(Excerpt from a dataset)
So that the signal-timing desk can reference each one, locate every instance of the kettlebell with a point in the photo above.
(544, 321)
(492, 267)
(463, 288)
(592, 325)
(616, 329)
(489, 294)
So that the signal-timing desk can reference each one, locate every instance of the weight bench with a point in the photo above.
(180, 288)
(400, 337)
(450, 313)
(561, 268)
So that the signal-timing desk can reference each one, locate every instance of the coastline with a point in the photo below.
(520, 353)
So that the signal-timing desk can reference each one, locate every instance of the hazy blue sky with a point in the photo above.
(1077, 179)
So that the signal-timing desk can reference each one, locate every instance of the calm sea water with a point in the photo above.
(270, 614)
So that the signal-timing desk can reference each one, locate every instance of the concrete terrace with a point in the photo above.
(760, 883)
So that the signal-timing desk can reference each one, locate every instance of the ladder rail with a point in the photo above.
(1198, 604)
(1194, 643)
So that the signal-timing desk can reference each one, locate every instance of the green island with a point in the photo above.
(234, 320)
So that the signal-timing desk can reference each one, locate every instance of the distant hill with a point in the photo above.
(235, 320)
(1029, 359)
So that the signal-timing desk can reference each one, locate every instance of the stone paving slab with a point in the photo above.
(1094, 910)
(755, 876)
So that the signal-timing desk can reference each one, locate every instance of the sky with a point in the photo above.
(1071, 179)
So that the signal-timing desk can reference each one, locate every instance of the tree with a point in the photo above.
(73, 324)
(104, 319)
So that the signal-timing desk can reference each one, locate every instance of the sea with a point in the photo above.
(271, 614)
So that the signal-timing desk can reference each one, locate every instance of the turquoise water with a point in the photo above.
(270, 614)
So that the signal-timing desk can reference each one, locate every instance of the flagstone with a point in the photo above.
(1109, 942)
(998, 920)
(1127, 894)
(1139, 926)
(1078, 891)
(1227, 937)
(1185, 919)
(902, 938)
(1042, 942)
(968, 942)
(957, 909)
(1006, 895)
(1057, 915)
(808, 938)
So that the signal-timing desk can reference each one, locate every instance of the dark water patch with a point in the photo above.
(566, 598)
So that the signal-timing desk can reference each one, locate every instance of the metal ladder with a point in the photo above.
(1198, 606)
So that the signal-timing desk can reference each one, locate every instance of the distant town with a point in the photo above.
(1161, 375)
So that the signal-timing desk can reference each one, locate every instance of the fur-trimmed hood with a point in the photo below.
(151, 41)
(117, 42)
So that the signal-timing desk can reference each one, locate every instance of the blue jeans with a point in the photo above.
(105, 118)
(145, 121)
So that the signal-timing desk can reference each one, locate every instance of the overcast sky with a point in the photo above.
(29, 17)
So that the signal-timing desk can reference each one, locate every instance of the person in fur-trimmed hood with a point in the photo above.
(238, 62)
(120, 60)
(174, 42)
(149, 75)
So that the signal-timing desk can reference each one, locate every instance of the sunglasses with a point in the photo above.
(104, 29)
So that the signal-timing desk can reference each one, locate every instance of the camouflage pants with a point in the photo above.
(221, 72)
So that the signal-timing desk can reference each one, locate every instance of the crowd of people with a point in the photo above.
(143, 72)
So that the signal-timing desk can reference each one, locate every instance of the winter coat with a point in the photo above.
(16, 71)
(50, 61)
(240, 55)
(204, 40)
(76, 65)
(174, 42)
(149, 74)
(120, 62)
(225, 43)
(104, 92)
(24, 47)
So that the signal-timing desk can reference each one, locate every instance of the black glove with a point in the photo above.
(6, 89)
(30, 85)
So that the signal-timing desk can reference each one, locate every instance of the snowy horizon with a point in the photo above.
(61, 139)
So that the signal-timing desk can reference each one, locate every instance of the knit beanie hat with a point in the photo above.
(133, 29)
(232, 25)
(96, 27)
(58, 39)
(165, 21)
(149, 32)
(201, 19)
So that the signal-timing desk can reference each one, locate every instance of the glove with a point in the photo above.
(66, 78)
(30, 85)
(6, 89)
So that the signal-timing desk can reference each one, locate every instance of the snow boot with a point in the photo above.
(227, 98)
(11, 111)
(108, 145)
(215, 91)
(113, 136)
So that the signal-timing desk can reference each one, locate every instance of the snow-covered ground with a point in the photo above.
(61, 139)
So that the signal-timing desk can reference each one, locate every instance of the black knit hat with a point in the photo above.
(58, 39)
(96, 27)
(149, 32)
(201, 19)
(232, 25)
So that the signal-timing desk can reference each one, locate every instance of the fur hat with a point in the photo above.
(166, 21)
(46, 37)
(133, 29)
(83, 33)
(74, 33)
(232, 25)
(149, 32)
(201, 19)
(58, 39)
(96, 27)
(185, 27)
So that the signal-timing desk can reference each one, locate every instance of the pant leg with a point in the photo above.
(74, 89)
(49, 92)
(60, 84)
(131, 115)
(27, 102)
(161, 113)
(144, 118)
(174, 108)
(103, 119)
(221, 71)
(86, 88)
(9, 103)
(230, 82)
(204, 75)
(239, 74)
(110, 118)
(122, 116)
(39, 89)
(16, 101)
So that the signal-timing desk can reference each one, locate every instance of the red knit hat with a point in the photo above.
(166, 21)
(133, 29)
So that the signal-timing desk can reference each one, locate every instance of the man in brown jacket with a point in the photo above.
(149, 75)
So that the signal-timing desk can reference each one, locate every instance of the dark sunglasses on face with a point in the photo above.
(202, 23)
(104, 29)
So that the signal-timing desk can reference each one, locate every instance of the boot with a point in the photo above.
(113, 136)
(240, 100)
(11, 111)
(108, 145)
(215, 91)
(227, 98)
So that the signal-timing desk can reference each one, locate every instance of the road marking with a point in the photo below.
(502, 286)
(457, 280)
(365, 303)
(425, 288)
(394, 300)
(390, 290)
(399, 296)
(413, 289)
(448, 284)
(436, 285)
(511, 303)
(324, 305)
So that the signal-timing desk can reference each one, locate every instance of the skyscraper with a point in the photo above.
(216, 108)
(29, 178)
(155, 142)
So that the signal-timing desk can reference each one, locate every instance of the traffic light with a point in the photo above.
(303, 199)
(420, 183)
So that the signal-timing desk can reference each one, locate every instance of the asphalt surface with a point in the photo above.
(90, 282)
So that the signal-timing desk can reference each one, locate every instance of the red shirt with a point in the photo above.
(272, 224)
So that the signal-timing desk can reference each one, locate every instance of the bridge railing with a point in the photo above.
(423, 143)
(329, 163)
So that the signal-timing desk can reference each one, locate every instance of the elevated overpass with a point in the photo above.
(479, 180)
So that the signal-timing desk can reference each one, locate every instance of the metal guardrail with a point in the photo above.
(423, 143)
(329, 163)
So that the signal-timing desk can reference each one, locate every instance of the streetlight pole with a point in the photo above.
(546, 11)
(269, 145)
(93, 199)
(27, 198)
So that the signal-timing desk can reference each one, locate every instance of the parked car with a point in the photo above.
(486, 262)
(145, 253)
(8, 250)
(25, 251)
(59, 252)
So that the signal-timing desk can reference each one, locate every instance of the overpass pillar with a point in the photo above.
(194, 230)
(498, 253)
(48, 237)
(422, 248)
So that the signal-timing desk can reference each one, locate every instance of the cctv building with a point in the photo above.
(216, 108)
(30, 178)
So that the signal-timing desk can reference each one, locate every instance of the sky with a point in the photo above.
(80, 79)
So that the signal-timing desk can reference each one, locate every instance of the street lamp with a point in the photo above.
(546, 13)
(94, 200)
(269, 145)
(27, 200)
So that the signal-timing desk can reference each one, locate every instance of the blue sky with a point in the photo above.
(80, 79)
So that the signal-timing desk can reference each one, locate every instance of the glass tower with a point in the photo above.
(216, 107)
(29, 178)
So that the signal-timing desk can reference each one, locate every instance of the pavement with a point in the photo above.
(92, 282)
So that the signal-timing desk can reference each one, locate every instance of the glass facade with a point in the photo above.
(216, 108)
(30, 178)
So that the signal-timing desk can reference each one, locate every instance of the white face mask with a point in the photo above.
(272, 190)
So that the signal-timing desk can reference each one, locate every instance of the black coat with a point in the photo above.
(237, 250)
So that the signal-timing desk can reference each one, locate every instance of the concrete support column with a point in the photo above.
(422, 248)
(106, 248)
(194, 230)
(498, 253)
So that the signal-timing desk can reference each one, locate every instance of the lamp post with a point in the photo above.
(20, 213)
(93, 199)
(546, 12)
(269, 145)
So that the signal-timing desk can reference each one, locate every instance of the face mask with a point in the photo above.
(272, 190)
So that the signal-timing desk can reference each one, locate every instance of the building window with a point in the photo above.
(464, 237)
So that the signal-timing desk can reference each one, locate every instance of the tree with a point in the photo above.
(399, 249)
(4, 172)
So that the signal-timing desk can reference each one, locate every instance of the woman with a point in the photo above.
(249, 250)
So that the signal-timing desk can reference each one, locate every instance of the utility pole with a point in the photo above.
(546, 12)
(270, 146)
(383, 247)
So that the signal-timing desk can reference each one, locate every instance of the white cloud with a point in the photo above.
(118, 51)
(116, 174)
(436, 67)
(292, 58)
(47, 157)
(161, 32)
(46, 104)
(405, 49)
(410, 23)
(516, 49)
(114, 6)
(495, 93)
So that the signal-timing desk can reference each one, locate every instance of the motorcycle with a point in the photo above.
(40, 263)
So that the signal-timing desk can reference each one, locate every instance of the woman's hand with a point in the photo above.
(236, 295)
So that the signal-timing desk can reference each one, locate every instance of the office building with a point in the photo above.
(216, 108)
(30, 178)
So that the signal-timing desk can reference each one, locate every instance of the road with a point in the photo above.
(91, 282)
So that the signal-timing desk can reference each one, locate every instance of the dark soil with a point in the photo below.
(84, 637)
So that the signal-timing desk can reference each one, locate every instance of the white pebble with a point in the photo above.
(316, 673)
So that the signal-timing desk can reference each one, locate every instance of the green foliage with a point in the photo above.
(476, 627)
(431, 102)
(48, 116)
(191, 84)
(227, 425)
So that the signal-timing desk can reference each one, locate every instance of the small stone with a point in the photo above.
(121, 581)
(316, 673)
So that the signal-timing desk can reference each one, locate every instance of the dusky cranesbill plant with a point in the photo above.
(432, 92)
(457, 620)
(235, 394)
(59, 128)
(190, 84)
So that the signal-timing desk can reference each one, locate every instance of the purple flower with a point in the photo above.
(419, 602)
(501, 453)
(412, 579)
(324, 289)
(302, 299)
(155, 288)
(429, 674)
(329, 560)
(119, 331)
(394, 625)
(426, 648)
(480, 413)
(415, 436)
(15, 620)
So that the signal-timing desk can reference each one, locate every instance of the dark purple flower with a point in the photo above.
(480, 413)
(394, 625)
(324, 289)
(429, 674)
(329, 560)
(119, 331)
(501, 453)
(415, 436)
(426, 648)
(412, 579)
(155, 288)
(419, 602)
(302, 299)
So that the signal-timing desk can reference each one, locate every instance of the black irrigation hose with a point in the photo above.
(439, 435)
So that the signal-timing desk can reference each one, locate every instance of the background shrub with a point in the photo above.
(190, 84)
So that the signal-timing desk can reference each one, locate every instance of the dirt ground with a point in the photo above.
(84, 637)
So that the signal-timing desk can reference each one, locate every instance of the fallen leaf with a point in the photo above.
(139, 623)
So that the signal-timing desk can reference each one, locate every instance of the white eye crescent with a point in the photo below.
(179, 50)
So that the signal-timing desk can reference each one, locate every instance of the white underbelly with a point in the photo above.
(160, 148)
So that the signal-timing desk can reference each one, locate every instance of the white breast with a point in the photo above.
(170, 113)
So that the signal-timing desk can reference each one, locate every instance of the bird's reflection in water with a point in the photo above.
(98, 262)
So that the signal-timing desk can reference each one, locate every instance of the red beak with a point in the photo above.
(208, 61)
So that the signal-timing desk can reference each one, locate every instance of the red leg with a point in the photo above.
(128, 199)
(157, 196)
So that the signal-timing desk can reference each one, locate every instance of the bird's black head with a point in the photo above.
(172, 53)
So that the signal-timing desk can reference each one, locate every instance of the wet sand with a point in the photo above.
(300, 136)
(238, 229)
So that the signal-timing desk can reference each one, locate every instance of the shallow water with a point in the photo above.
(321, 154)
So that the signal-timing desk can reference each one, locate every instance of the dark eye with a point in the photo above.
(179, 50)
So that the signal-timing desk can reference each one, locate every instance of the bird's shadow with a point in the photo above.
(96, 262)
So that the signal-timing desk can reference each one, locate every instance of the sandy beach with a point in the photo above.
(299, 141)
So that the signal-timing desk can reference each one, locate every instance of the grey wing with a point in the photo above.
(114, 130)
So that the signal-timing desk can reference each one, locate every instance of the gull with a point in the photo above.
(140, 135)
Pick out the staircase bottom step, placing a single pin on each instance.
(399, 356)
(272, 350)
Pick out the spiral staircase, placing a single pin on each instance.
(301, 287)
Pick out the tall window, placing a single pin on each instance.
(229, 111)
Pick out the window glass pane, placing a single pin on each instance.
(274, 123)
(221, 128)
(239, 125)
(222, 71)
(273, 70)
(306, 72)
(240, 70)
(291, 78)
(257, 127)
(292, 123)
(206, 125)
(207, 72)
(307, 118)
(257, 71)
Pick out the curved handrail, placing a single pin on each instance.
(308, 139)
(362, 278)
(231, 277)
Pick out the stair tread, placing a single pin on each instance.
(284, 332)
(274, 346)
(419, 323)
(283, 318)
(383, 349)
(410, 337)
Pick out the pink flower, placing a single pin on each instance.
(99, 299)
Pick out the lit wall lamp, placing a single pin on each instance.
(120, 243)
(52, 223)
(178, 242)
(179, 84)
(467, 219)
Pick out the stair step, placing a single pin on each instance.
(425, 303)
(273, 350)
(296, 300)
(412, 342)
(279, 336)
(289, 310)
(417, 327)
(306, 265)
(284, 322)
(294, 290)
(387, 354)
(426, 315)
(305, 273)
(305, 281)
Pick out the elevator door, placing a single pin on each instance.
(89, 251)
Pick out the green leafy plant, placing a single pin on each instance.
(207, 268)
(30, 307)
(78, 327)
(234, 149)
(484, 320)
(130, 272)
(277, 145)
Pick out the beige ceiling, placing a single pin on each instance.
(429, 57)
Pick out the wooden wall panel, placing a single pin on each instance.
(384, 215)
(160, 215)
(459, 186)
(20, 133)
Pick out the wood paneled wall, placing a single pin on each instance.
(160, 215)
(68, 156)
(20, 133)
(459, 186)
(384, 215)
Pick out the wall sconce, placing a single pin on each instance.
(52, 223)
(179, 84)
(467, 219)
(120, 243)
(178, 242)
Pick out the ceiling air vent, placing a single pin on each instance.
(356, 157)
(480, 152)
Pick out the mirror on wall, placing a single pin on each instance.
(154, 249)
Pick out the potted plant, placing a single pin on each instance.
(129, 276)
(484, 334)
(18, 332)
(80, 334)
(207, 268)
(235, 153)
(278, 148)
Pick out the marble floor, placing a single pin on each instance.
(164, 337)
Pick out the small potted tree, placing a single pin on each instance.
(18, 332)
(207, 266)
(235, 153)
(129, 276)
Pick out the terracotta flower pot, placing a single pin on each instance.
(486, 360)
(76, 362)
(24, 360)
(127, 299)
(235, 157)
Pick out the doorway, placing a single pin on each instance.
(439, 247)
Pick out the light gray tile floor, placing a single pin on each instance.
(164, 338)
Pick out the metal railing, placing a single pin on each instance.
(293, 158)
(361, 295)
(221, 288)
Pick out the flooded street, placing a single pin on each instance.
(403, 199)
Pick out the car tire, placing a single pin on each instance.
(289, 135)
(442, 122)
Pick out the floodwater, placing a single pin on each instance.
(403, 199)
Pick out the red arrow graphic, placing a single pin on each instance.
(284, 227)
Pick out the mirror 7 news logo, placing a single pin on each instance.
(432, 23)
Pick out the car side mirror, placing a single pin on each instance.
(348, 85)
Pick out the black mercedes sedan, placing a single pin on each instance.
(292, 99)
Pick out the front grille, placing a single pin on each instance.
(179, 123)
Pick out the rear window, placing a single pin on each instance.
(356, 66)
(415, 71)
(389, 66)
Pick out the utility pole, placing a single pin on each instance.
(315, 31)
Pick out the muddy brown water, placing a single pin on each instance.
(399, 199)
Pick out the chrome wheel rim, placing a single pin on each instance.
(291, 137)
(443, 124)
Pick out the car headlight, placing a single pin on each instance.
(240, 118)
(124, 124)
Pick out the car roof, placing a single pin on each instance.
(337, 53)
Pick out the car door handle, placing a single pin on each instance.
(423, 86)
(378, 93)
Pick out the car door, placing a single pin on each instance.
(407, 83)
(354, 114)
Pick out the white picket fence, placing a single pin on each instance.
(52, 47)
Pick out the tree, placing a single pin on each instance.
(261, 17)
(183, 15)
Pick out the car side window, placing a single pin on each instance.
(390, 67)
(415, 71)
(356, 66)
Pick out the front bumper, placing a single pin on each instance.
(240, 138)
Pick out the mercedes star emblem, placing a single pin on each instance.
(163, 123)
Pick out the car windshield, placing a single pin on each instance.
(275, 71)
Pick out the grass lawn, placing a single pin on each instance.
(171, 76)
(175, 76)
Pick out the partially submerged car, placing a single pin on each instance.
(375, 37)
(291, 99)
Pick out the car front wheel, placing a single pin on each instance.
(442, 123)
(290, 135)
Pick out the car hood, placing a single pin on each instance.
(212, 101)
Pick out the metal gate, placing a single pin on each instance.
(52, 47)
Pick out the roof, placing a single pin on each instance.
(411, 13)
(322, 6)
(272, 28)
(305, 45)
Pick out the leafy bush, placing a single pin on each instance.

[What you are asked to do]
Edit the records starting at the line that contains "Pick out the chrome" and ending at the last line of the records, replacing "white picket fence" with "wooden rail fence". Give only those lines, with everything else unchanged.

[Written solution]
Pick out the chrome wheel rim, placing a single pin on each instance.
(291, 137)
(443, 124)
Pick out the car headlight, placing a single pin on each instance.
(240, 118)
(124, 124)
Pick out the car roof, placing a single pin on each instance.
(337, 53)
Pick out the car door handle, placing a single pin on each instance.
(423, 86)
(378, 93)
Pick out the car door, placing a single pin on each instance.
(407, 83)
(354, 114)
Pick out the wooden rail fence, placing a single pin on each instance.
(52, 47)
Pick out the tree, placing a single pin on each instance.
(261, 17)
(183, 15)
Pick out the car side window, placing a single pin on each instance.
(390, 67)
(415, 71)
(356, 66)
Pick out the front bumper, placing a single pin on each instance.
(240, 138)
Pick out the mercedes star emblem, placing a single pin on each instance.
(163, 123)
Pick out the car windshield, placing a single pin on each instance.
(275, 71)
Pick out the grass lawn, placing a single pin on each instance.
(171, 76)
(175, 76)
Pick out the partially submerged car, placing a single pin on each instance.
(375, 37)
(291, 99)
Pick out the car front wheel, placing a single pin on each instance.
(442, 123)
(290, 135)
Pick out the car hood, placing a single pin on each instance.
(212, 101)
Pick out the metal gate, placing a single pin on each instance.
(52, 47)
Pick out the roof, placing a single pin on each instance.
(411, 13)
(322, 6)
(272, 28)
(305, 45)
Pick out the leafy bush, placing a single pin on each instance.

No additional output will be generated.